§ **本文抜粋**
特集で振り返る住宅産業
ビジネスチャンスの糸口はどこに?
ハウジング・トリビューンは、今号で700号の節目を迎えた。1986年の創刊以来、一貫して住宅産業の動きを追い続けてきた。
2024年4月には、創樹社の創業40周年を記念して、「ハウジング・トリビューンで読む40年」と題し、3回連続のシリーズ企画として1980年代、1990年代、2000年代と40年を振り返った。
特に直近の過去5年、2020年代以降は、人口減少・ストックの流れが本格化し、住宅業界を取り巻く市場環境は大きく変化している。戦後から経済成長期にかけて圧倒的な住宅不足を解消するための住宅生産改革ではなく、職人不足に対応した生産性改革が求められている。住宅ストックを循環利用するための新しい仕組みづくりも重要だ。また、ウェルビーイングの追求ということが言われ、成熟化する消費者ニーズにどうきめ細かく対応していくことができるか。加えて、脱炭素の流れの中で住宅高性能化のニーズはより高まっていく。地震、水害が多発する中で、災害に備えた住宅開発が期待されている。デフレからインフレの時代への転換期に入り、住宅も価格上昇が続く。

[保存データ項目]
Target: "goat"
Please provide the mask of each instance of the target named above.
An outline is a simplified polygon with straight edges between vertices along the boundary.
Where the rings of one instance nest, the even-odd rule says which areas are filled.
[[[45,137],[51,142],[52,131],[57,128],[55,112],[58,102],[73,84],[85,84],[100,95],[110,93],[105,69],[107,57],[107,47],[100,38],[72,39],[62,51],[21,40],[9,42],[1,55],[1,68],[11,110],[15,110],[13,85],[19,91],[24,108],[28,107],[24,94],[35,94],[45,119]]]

§ **指示 A**
本文の内容を2文で要約してください。
§ **指示 B**
本文の「ハウジング・トリビューンは、」から「0年代と40年を振り返った。」までを、両端を含めて一字一句たがえずに書き写してください。
§ **指示 C**
次の記述が本文と合っているか、それぞれ「はい」か「いいえ」で答えてください。あわせて、判断の決め手となる本文の語句を引用してください。
(i) ハウジング・トリビューンは1986年に創刊された。
(ii) 創業40周年記念のシリーズ企画は5回連続で行われた。
(iii) 住宅の価格は下落が続いている。

§ **回答文 A**
ハウジング・トリビューンは1986年の創刊以来、住宅産業の動きを追い続け、今号で700号の節目を迎えた。2020年代以降は人口減少とストックの流れが本格化して市場環境が大きく変化しており、職人不足に対応した生産性改革が求められ、住宅ストックを循環利用する仕組みづくりも重要だとされる。

§ **回答文 B**
ハウジング・トリビューンは、今号で700号の節目を迎えた。1986年の創刊以来、一貫して住宅産業の動きを追い続けてきた。
2024年4月には、創樹社の創業40周年を記念して、「ハウジング・トリビューンで読む40年」と題し、3回連続のシリーズ企画として1980年代、1990年代、2000年代と40年を振り返った。

§ **回答文 C**
(i) はい。「1986年の創刊以来」
(ii) いいえ。「3回連続のシリーズ企画として」
(iii) いいえ。「住宅も価格上昇が続く」